──────── RECORDS SHOWN

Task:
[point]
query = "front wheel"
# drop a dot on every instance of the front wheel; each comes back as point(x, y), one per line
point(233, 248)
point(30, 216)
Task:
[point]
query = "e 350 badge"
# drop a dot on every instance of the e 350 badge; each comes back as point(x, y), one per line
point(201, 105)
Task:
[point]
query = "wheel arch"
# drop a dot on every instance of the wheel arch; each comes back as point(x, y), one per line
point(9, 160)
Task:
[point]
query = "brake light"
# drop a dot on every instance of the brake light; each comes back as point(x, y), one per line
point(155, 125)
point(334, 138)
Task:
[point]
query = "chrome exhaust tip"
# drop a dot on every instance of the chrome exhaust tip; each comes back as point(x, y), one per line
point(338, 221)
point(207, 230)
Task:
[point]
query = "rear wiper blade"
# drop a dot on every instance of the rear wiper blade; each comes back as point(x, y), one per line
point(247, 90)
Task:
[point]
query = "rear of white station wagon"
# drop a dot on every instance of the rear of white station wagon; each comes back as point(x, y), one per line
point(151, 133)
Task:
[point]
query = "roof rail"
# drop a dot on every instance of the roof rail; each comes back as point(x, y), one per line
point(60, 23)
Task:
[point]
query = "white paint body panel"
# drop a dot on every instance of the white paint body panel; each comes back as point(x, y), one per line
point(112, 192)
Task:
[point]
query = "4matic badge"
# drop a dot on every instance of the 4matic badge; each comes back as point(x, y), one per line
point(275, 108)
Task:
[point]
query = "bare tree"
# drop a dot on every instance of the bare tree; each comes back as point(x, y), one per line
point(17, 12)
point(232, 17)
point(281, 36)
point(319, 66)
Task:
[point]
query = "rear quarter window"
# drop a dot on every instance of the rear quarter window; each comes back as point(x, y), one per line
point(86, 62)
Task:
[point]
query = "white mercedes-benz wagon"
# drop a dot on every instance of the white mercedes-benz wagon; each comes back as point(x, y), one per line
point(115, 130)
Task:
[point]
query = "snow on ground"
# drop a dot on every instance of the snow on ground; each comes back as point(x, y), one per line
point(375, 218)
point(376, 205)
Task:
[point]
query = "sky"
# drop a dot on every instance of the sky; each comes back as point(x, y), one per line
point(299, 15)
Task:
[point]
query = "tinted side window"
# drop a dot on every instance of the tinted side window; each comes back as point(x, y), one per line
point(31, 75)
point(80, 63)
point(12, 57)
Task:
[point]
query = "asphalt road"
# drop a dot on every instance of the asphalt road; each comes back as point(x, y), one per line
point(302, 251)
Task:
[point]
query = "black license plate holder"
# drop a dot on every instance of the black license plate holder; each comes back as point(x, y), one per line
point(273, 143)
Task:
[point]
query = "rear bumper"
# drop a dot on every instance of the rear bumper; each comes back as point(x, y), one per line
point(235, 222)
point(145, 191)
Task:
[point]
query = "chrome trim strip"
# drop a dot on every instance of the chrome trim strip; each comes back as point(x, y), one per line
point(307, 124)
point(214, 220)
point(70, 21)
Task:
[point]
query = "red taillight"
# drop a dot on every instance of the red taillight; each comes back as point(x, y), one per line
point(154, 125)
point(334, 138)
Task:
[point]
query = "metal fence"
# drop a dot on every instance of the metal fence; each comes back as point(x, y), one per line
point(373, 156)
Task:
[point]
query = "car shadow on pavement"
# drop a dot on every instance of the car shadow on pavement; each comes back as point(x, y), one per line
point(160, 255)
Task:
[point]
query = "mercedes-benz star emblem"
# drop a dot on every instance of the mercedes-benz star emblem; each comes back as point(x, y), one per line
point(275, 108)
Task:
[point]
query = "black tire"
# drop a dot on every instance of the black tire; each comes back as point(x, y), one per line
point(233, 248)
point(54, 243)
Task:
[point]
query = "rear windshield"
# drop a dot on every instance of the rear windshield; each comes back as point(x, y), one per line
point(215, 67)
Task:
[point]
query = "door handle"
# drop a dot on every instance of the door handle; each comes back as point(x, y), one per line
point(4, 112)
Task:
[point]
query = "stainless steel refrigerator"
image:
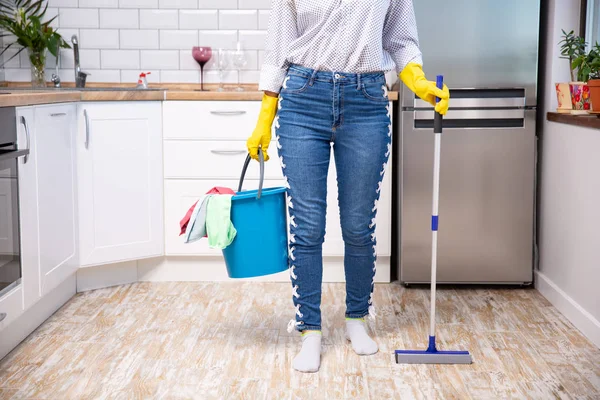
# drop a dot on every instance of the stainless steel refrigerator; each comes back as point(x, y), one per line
point(488, 54)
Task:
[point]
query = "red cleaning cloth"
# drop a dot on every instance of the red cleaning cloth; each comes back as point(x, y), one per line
point(216, 190)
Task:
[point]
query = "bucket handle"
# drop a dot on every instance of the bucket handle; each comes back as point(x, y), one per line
point(261, 161)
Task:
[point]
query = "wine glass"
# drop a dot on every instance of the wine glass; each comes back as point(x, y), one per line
point(202, 55)
point(223, 64)
point(239, 61)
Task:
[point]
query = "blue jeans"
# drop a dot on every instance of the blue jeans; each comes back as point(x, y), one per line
point(350, 113)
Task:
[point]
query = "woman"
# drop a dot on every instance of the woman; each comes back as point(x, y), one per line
point(324, 83)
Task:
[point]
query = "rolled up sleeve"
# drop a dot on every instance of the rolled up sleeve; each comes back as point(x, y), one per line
point(400, 37)
point(281, 33)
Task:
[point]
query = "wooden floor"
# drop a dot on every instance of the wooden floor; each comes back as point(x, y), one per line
point(229, 341)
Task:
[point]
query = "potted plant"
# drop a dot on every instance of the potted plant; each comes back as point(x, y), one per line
point(593, 64)
point(23, 19)
point(572, 47)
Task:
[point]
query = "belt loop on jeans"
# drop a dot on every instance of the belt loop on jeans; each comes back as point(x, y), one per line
point(312, 77)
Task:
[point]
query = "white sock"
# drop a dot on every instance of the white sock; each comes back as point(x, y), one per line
point(309, 358)
point(356, 332)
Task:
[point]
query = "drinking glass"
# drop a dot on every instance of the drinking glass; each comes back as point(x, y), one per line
point(202, 55)
point(223, 64)
point(239, 61)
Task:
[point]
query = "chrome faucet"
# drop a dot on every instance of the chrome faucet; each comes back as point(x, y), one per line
point(79, 76)
point(55, 76)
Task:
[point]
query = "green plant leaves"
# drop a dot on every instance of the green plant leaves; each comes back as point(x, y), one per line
point(23, 19)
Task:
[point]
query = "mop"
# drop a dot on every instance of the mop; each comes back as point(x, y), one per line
point(432, 355)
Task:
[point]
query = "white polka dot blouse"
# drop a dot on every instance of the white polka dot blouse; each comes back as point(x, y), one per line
point(353, 36)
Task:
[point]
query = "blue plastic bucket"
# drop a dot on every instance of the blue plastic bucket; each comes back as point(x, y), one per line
point(260, 218)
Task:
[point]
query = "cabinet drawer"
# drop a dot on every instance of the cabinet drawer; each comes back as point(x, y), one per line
point(214, 159)
point(209, 120)
point(179, 197)
point(11, 304)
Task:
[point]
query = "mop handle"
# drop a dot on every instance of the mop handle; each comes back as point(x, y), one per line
point(437, 130)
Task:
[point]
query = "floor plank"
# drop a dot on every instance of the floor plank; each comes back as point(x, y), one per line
point(192, 340)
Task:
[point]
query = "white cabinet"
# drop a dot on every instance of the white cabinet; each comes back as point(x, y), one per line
point(28, 207)
point(47, 197)
point(120, 178)
point(54, 142)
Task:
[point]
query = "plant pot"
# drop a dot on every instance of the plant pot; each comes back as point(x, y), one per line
point(594, 85)
point(580, 97)
point(37, 59)
point(563, 95)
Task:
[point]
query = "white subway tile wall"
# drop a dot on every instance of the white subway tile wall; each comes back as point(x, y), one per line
point(118, 39)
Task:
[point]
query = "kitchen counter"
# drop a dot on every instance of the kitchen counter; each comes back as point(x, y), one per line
point(587, 121)
point(18, 94)
point(31, 98)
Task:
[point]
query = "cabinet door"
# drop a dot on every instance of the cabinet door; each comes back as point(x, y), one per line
point(120, 177)
point(56, 189)
point(28, 207)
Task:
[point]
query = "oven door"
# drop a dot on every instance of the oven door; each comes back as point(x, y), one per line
point(10, 248)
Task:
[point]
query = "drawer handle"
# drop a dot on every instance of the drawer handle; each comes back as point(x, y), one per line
point(228, 152)
point(228, 113)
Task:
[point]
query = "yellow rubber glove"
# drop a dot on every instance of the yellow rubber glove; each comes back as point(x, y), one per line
point(413, 77)
point(261, 137)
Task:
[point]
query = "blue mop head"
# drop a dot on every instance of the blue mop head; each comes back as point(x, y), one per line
point(432, 356)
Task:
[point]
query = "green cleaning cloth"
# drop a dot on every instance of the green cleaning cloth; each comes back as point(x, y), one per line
point(219, 228)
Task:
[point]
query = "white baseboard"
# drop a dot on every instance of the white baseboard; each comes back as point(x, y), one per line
point(212, 269)
point(27, 322)
point(582, 319)
point(102, 276)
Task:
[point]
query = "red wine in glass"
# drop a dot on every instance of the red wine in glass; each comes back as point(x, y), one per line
point(202, 55)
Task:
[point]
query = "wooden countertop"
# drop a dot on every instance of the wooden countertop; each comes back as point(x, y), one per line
point(20, 96)
point(587, 121)
point(33, 98)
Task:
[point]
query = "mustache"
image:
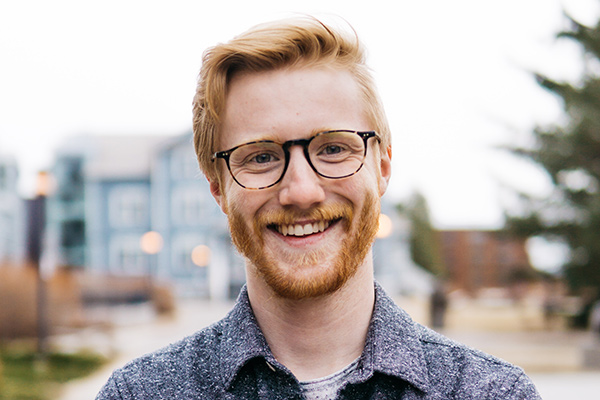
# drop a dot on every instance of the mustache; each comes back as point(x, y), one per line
point(291, 216)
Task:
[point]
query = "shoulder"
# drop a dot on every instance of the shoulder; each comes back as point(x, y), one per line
point(434, 363)
point(189, 366)
point(460, 371)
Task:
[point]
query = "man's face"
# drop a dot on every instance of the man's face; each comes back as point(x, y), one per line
point(334, 221)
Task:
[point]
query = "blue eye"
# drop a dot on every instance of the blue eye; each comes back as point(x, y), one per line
point(263, 158)
point(332, 149)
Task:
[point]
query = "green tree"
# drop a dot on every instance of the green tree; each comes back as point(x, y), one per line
point(570, 154)
point(424, 244)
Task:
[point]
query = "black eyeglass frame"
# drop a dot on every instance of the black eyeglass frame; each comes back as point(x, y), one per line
point(365, 135)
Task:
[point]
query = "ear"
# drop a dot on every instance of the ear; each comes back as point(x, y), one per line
point(215, 190)
point(385, 168)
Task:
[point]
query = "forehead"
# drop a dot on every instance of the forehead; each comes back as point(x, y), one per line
point(287, 104)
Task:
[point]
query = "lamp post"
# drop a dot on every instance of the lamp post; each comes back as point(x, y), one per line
point(36, 221)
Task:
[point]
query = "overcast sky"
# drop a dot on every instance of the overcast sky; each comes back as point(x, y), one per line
point(455, 78)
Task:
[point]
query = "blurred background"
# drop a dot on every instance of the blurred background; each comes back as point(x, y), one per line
point(108, 233)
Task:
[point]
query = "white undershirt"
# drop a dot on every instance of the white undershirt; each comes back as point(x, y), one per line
point(326, 388)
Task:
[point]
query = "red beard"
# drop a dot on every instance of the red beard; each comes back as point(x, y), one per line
point(308, 274)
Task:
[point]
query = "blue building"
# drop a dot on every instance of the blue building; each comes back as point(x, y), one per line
point(12, 217)
point(197, 257)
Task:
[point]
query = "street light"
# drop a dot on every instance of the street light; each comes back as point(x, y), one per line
point(201, 255)
point(36, 222)
point(151, 243)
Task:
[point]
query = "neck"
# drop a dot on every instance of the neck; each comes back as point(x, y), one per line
point(318, 336)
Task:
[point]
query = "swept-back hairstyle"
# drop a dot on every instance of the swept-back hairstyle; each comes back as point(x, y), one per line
point(301, 42)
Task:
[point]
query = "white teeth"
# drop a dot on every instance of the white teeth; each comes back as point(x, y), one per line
point(302, 230)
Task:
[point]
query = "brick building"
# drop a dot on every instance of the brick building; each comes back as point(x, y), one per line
point(483, 259)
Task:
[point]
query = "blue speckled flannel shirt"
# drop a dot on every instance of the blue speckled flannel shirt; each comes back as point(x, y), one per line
point(401, 360)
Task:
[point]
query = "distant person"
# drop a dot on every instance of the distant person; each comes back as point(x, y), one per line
point(293, 139)
point(438, 305)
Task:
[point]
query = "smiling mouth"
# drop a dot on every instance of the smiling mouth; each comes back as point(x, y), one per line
point(300, 230)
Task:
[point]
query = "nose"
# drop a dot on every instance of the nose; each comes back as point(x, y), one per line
point(300, 186)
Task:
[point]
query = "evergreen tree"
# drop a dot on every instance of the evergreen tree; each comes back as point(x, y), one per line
point(570, 153)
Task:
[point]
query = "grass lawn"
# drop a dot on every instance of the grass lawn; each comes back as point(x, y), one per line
point(23, 376)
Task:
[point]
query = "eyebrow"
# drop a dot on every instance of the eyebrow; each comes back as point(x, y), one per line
point(271, 137)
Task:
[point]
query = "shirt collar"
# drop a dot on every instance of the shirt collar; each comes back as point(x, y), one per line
point(242, 339)
point(393, 345)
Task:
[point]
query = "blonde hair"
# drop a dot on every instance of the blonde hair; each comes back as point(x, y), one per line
point(299, 42)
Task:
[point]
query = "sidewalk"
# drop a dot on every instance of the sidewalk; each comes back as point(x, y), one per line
point(552, 359)
point(141, 335)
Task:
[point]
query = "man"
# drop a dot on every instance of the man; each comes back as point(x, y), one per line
point(292, 137)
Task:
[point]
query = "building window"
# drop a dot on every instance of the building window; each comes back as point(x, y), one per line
point(188, 206)
point(182, 261)
point(126, 256)
point(184, 165)
point(128, 206)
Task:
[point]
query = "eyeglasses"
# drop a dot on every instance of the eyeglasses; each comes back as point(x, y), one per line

────────────────

Copy the records from their first line through the line containing "point(201, 105)", swapping "drop a dot" for "place a marker" and leaving everything else unchanged.

EXERCISE RESPONSE:
Task:
[point]
query = "front wheel"
# place a marker on every instance of the front wheel; each comes back as point(x, y), one per line
point(233, 248)
point(30, 216)
Task:
[point]
query = "e 350 badge"
# place a marker on every instance of the e 350 badge; each comes back as point(x, y), one per line
point(201, 105)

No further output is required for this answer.